= DIRECTION =
Copy out the listing below word for word, from the line with "Task: If you could tag each instance of the metal" up to and including the line with "<point>420,164</point>".
— Begin LISTING —
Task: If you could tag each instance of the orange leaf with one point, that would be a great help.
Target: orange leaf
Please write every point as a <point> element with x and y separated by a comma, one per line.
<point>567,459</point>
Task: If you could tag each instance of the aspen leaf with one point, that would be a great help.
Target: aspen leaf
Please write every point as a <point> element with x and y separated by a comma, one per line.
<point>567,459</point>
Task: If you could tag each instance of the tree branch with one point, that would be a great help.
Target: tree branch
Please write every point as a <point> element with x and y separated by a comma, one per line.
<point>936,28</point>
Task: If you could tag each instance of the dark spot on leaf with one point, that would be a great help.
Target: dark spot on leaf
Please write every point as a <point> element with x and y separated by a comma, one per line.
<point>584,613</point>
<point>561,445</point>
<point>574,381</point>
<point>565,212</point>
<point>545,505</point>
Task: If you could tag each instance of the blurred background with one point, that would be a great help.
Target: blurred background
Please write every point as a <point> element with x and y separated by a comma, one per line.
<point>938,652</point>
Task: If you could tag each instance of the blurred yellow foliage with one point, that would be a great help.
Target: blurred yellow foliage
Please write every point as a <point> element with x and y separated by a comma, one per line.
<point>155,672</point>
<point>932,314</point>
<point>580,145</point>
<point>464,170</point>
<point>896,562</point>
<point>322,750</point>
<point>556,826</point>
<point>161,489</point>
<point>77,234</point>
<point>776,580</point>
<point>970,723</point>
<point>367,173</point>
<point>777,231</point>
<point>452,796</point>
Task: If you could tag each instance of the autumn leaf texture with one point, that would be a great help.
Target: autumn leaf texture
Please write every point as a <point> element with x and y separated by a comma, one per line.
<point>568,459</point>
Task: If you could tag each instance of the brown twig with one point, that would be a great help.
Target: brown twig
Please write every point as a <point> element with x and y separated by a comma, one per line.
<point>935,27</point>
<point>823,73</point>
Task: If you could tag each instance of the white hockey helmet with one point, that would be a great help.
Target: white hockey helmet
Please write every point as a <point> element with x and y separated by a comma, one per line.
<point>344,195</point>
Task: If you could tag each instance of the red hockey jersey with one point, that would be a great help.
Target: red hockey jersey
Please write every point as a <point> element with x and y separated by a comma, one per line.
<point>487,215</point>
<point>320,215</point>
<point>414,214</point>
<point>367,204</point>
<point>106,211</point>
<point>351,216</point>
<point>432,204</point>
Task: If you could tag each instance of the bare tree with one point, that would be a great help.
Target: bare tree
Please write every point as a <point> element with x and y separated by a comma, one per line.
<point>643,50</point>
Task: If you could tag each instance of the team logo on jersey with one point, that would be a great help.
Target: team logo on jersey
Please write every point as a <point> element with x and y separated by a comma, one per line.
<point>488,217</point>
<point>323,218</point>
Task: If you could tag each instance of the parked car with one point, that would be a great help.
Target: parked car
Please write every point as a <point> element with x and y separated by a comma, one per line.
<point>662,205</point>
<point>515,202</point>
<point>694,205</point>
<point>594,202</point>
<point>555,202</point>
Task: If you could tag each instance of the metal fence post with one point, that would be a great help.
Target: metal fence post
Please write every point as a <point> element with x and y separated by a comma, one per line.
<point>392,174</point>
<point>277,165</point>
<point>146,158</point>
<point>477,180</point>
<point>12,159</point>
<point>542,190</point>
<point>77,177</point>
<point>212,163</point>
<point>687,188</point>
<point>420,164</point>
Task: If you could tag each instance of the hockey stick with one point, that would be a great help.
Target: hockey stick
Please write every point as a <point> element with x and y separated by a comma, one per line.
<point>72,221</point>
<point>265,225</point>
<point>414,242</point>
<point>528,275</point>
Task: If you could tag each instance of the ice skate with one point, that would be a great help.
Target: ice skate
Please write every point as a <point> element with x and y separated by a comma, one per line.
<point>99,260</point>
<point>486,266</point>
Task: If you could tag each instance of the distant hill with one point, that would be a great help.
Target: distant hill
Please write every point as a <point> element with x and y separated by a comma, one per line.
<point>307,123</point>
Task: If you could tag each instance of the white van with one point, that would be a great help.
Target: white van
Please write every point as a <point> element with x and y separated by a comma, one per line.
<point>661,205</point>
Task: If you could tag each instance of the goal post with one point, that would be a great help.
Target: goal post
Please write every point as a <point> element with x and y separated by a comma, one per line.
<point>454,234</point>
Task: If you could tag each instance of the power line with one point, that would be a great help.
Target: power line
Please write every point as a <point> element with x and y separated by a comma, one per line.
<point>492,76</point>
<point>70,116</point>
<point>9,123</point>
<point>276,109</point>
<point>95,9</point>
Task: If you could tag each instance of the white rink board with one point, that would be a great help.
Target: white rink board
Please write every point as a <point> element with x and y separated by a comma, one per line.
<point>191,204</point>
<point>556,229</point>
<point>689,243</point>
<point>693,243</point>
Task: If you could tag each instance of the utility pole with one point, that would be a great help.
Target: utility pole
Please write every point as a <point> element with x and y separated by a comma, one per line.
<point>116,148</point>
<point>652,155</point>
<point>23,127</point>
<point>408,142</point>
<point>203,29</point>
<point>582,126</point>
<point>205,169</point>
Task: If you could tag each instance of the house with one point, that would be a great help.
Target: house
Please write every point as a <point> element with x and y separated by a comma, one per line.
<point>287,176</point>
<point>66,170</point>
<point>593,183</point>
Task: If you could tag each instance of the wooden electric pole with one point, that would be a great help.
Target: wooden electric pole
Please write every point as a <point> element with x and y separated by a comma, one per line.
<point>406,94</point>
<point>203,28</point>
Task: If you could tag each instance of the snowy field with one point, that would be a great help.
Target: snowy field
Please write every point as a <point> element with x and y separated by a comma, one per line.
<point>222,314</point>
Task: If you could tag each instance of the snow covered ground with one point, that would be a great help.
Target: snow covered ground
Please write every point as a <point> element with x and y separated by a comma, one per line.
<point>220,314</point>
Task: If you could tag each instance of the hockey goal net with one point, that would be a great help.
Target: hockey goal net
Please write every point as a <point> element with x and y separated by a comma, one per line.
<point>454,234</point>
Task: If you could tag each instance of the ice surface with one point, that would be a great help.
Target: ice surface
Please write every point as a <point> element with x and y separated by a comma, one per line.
— End LISTING —
= ANSWER TO THIS PROBLEM =
Task: If you could tag each instance of the metal fence post with one point, that would be a great help.
Target: metal fence post
Please write every point as a <point> element with x and y separated by a comma, one per line.
<point>392,174</point>
<point>277,165</point>
<point>146,158</point>
<point>477,180</point>
<point>12,159</point>
<point>542,190</point>
<point>77,177</point>
<point>212,163</point>
<point>687,188</point>
<point>420,164</point>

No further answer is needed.